- [Exercise details]: Quote exactly, and only, the lines from the one with "Where can the protest sign" through the end of the listing.

- [Data]:
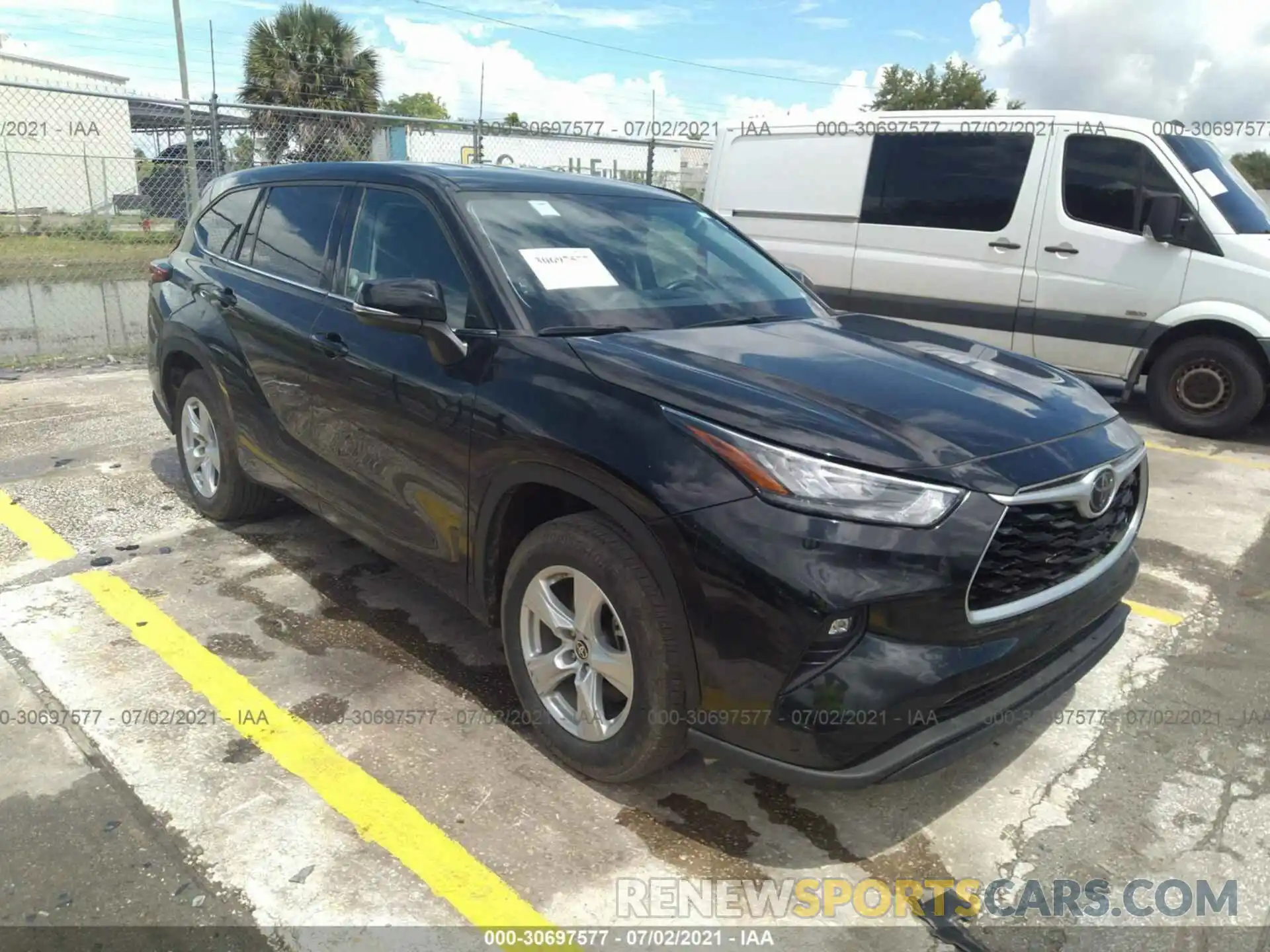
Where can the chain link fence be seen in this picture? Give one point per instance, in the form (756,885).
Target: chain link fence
(95,186)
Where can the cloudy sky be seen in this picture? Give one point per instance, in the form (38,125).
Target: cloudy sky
(1169,59)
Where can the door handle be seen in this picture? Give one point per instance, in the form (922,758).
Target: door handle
(225,298)
(331,344)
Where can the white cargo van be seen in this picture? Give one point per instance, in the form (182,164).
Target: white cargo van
(1108,245)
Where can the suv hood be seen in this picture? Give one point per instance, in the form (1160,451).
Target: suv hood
(859,387)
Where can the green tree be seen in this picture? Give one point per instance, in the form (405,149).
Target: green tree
(956,87)
(308,56)
(423,106)
(1255,167)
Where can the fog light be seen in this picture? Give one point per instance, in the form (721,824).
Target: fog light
(842,626)
(841,636)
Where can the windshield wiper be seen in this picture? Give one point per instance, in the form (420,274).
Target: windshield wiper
(751,319)
(582,331)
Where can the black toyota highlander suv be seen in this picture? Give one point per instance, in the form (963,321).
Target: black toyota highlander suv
(704,508)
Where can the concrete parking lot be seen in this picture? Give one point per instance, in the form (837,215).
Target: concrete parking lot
(183,795)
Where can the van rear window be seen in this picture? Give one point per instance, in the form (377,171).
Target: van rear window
(962,180)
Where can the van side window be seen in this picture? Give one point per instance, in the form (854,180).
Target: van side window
(963,180)
(1111,182)
(294,231)
(220,227)
(397,237)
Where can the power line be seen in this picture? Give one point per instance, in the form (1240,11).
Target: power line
(622,50)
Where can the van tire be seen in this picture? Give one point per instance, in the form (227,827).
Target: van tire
(654,730)
(1197,370)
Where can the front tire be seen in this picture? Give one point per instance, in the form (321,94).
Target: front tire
(1206,387)
(593,651)
(208,454)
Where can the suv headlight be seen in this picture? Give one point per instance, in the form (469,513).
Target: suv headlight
(810,484)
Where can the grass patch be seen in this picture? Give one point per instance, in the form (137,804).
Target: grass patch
(62,258)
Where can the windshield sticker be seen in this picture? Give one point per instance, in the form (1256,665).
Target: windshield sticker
(1208,180)
(559,268)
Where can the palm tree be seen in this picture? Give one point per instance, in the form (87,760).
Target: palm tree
(308,56)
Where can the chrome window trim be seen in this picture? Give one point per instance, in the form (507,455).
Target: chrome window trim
(267,274)
(1068,492)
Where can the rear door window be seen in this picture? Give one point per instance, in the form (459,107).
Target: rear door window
(962,180)
(295,230)
(220,227)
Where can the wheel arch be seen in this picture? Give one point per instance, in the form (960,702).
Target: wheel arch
(1238,324)
(526,495)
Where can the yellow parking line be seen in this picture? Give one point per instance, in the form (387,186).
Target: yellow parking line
(1213,457)
(379,814)
(42,541)
(1160,615)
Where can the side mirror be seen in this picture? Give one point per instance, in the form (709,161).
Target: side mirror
(411,306)
(1161,222)
(409,299)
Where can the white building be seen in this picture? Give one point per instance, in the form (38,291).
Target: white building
(62,151)
(672,167)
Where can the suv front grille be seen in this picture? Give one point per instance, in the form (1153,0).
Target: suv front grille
(1043,545)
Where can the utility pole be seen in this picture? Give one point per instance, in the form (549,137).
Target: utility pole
(190,168)
(480,117)
(216,130)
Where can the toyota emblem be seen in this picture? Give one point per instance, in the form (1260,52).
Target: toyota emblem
(1101,493)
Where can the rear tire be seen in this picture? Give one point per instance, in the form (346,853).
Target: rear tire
(208,454)
(1206,387)
(632,637)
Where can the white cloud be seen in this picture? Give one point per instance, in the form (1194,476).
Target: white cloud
(796,67)
(439,59)
(548,13)
(851,95)
(1195,60)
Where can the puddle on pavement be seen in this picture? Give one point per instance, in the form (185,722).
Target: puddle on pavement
(702,843)
(228,644)
(320,709)
(345,621)
(781,809)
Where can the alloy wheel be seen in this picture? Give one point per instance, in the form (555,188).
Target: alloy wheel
(201,447)
(577,654)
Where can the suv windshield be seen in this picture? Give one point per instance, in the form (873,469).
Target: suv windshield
(1238,201)
(630,260)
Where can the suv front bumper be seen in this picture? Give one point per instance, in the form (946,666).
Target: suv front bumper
(949,740)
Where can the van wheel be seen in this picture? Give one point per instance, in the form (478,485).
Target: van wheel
(1206,387)
(593,651)
(208,455)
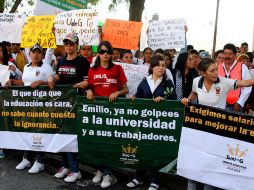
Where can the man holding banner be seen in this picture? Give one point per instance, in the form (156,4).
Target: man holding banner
(73,69)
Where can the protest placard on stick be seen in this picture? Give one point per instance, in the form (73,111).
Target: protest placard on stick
(84,22)
(122,34)
(38,29)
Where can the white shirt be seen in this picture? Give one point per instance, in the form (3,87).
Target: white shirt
(152,83)
(217,95)
(245,91)
(35,73)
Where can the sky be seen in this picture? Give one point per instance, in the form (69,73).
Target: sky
(235,22)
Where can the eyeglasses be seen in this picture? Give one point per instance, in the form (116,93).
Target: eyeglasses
(69,43)
(103,51)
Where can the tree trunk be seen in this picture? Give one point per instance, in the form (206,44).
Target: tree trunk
(2,6)
(136,10)
(15,6)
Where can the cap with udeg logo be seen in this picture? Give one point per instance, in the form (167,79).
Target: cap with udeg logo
(36,46)
(72,37)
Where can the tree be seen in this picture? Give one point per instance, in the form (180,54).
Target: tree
(13,6)
(136,7)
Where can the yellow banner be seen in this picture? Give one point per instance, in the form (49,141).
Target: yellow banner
(38,29)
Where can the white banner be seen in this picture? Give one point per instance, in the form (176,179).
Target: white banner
(84,22)
(4,74)
(216,160)
(52,7)
(134,74)
(11,27)
(43,8)
(39,142)
(167,34)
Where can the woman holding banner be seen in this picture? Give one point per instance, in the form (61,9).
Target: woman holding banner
(106,79)
(35,73)
(183,75)
(4,60)
(158,87)
(212,90)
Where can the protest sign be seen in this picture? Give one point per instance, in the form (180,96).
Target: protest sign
(38,29)
(11,27)
(134,74)
(127,133)
(84,22)
(38,119)
(122,34)
(4,74)
(45,7)
(216,148)
(167,34)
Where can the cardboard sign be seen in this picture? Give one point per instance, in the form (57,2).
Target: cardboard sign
(11,27)
(167,34)
(38,29)
(122,34)
(84,22)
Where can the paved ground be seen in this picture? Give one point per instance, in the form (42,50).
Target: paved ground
(11,179)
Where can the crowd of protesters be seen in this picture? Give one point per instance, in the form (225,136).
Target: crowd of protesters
(190,75)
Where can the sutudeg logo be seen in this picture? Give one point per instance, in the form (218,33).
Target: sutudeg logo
(234,160)
(37,141)
(129,154)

- [Response to the exercise]:
Where can the protest sign be seen in this picture? Give one point per instance, in the form (180,96).
Target: protest sign
(38,29)
(11,27)
(134,74)
(127,133)
(84,22)
(38,119)
(122,34)
(4,74)
(45,7)
(216,148)
(167,34)
Where can the cardboard sign be seen in this picture? Give one point per instance, in the form (57,2).
Target: cardboard sign
(11,27)
(167,34)
(38,29)
(122,34)
(84,22)
Where can the paved ground be seen in this picture? Give one point per instance, in the form (42,50).
Target: paved ground
(11,179)
Where can the crowd of protesters be seen in this picture? Give one point per instance, in the form (225,136).
Target: crowd of protesters
(190,75)
Where can the sutudeg logo be seen in this picture? Give one point per instance, in the form (218,33).
Target: sutudeg logo
(234,160)
(37,141)
(129,154)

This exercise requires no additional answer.